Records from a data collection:
++++++++++++++++++++
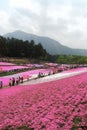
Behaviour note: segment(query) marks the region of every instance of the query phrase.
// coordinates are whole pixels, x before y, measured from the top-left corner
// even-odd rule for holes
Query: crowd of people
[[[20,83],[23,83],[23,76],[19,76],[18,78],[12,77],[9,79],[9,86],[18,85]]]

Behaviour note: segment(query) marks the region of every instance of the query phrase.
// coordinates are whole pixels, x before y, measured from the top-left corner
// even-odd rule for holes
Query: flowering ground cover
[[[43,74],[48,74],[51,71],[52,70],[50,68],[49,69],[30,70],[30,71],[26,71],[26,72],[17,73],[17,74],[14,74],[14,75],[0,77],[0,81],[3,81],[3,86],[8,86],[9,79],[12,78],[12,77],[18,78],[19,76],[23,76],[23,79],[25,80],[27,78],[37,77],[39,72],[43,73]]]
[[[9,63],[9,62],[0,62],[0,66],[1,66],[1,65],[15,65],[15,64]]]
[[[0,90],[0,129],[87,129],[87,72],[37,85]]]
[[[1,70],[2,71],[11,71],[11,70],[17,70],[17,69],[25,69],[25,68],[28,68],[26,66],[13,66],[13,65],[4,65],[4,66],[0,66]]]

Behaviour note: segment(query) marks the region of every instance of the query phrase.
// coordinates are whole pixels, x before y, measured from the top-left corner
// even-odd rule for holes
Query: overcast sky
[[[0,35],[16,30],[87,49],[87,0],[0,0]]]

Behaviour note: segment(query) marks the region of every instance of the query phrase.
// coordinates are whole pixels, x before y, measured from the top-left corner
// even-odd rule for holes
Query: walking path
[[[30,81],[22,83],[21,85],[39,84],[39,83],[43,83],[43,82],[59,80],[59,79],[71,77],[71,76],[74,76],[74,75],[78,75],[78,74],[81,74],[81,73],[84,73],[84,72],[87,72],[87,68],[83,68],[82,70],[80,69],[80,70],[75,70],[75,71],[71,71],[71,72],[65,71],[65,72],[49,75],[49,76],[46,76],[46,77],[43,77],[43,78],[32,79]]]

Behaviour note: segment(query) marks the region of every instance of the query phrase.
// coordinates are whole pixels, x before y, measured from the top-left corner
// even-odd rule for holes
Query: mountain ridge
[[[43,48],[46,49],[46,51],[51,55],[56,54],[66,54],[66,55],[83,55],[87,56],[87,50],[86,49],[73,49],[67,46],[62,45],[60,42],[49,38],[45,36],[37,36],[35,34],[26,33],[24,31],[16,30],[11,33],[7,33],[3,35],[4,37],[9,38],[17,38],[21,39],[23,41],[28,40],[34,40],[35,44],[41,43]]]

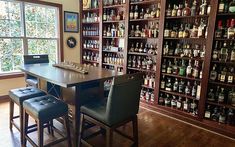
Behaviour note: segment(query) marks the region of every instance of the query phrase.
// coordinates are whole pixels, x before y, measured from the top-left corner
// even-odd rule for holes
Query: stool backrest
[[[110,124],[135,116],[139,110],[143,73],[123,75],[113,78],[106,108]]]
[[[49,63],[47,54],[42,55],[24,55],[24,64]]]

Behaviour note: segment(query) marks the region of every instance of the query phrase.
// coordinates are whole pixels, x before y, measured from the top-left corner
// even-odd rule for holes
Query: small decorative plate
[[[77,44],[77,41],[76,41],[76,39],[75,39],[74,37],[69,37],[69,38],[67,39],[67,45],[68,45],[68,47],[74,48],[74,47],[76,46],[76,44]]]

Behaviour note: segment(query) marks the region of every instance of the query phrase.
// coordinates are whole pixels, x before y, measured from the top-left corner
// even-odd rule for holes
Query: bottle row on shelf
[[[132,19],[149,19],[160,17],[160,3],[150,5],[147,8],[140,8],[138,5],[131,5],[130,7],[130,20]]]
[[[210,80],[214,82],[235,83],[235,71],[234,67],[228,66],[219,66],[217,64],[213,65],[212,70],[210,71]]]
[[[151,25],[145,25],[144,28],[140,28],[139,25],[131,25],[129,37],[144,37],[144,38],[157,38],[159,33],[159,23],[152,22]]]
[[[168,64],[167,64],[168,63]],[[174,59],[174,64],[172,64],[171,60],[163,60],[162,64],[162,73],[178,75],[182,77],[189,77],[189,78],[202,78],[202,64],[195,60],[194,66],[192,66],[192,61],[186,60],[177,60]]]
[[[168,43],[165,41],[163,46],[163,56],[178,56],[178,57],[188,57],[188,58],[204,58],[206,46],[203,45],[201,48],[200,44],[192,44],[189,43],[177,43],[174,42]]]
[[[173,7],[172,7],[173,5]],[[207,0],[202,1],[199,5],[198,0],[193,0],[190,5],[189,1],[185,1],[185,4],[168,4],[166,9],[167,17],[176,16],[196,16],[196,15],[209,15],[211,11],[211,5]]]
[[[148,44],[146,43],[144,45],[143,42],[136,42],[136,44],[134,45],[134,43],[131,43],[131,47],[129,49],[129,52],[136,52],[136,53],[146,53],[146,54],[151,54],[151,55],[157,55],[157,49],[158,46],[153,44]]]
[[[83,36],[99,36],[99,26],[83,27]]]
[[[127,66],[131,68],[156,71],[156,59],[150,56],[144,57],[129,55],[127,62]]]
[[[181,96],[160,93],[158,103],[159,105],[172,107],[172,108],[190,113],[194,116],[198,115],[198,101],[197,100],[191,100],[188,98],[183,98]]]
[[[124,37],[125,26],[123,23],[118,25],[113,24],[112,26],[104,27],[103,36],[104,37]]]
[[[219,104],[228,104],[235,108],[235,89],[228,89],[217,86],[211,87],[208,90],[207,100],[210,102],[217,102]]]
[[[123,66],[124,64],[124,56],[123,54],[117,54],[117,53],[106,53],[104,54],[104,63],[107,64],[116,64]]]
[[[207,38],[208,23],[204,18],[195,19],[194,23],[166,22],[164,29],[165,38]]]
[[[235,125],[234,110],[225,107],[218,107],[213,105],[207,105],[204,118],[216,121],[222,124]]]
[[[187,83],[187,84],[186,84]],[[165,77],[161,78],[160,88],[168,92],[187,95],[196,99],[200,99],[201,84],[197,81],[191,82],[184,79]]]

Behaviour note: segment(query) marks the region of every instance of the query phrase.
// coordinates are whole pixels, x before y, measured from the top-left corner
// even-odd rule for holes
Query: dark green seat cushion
++++++++++++++++++++
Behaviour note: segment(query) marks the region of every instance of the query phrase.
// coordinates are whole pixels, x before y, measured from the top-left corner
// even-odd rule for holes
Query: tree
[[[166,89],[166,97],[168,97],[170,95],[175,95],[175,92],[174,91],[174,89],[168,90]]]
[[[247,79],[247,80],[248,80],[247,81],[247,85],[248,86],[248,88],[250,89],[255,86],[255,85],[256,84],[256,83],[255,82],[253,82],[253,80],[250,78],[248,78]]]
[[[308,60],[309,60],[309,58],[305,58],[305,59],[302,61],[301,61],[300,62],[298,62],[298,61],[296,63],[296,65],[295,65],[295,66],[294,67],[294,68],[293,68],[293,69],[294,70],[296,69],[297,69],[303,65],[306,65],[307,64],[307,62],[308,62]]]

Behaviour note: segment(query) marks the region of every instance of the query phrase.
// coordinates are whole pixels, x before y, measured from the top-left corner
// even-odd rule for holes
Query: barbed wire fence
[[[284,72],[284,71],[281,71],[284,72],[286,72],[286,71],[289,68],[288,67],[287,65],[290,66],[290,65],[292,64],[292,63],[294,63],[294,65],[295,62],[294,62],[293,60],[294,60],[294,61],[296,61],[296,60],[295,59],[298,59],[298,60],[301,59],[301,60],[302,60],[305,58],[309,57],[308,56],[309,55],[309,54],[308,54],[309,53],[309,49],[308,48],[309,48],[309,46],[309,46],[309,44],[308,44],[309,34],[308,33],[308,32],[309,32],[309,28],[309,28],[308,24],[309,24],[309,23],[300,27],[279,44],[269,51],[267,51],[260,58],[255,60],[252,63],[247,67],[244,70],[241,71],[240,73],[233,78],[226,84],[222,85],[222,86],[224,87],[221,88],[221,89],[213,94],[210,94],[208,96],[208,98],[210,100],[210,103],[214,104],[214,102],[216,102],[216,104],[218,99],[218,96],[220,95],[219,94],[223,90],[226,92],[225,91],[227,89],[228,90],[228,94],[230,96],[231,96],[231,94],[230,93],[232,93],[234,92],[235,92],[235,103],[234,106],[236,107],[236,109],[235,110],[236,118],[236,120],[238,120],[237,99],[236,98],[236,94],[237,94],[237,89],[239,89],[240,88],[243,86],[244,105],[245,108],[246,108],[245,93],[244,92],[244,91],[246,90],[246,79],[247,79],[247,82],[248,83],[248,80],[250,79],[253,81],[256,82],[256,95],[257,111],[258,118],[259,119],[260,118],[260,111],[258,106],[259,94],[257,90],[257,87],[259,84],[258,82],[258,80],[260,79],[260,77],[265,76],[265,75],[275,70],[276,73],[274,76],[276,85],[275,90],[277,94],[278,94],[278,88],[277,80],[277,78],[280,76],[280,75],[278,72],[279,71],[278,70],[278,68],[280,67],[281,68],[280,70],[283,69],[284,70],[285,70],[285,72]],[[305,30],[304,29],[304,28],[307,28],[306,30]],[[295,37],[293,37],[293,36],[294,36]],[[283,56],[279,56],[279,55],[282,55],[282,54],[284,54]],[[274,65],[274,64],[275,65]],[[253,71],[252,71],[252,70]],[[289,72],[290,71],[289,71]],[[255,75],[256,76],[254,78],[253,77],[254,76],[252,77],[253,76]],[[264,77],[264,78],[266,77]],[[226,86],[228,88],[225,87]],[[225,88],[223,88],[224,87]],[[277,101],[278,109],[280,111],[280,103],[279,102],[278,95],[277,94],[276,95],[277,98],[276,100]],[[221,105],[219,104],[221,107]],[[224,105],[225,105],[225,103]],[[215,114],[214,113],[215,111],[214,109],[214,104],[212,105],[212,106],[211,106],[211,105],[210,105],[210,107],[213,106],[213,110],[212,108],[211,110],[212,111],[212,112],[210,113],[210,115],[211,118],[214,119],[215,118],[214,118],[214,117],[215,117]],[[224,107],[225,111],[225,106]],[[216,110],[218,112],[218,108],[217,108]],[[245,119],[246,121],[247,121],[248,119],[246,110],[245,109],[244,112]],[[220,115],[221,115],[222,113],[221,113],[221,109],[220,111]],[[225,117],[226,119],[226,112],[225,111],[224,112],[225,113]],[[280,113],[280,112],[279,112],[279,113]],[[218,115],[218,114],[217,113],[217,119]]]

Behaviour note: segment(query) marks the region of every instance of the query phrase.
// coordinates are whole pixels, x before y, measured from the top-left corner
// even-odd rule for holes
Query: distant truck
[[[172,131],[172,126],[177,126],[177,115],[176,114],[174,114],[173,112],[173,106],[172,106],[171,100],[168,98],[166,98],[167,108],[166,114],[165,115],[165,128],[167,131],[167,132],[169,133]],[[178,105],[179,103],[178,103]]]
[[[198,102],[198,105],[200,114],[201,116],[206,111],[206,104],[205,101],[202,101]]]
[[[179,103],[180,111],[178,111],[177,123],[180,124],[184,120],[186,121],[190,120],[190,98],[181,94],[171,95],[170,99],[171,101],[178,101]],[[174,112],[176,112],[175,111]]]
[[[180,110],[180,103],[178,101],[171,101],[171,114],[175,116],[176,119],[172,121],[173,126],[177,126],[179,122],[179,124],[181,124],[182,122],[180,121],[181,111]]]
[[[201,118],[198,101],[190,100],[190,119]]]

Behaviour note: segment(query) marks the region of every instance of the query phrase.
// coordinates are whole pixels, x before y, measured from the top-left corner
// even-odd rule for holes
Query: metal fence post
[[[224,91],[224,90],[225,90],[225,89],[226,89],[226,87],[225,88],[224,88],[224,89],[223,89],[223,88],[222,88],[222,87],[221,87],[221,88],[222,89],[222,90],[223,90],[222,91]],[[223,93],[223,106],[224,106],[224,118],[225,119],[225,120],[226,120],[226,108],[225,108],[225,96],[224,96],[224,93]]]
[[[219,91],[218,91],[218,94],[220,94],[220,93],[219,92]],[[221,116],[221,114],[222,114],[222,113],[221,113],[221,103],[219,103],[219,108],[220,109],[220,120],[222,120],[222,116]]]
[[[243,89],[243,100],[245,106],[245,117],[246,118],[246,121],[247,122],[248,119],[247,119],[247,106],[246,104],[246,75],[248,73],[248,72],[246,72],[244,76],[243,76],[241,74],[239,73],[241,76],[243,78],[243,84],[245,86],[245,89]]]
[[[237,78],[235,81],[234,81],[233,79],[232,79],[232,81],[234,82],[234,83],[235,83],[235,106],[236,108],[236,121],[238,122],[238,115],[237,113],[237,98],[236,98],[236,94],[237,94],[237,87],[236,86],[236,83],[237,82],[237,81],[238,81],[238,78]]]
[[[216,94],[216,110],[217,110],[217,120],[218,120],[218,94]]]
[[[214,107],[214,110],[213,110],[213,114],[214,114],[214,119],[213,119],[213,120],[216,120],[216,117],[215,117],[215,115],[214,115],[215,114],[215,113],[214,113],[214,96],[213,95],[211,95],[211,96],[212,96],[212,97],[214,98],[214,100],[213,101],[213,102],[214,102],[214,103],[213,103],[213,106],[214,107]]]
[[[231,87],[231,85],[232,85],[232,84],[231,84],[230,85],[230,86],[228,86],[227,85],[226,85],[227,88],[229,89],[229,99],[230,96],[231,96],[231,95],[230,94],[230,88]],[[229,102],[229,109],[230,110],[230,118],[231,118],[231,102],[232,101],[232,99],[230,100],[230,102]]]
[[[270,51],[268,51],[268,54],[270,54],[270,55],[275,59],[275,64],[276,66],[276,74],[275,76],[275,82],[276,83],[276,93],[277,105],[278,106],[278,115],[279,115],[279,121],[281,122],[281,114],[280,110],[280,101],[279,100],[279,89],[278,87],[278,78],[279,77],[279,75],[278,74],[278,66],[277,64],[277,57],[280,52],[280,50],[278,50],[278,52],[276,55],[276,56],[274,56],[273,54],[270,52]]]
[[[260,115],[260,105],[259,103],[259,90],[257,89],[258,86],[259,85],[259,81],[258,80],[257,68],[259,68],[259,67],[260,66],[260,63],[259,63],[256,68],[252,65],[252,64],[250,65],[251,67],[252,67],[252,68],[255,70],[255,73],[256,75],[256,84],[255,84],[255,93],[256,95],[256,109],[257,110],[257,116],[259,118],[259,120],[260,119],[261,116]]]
++++++++++++++++++++
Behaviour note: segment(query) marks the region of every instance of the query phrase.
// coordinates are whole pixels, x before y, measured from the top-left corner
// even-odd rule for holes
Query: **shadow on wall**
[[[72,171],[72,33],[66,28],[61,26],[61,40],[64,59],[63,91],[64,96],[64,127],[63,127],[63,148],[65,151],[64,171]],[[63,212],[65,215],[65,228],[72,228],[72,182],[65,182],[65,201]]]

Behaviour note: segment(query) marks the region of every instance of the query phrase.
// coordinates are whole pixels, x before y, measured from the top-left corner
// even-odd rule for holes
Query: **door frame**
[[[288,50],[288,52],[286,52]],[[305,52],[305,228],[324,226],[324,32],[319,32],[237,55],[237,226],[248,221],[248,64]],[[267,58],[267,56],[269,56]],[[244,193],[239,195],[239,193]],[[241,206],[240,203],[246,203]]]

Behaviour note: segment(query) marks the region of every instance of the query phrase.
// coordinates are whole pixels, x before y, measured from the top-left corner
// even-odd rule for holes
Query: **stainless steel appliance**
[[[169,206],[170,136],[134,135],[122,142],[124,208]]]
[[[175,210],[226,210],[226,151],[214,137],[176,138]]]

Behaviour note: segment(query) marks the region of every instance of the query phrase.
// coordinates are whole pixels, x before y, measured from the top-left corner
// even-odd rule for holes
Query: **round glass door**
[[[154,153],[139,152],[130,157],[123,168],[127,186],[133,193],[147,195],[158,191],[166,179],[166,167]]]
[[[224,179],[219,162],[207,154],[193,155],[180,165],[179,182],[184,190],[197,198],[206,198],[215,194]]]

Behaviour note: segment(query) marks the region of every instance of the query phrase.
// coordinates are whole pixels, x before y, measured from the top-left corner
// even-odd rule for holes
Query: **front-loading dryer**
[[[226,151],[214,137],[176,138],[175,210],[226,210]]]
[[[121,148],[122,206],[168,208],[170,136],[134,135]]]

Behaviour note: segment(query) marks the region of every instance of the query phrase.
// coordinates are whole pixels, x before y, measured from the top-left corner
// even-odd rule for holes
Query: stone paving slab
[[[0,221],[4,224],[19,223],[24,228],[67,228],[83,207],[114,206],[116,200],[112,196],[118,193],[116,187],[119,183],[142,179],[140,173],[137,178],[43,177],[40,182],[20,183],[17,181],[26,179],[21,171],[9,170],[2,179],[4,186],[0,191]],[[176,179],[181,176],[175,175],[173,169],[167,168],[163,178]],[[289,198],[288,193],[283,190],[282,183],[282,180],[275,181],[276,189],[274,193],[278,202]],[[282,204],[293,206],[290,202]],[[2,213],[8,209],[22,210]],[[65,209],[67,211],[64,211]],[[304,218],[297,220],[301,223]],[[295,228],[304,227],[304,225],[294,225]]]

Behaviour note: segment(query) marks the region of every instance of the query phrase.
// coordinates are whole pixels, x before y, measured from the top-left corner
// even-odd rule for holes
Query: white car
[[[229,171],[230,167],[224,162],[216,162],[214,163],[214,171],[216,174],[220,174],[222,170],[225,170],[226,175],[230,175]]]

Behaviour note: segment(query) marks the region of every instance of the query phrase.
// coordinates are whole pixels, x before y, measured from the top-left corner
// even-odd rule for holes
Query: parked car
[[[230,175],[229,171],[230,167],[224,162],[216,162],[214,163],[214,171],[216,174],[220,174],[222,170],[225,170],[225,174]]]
++++++++++++++++++++
• Problem to work on: Count the lines in the material that contain the string "door". Give only the number.

• Response to the exercise: 2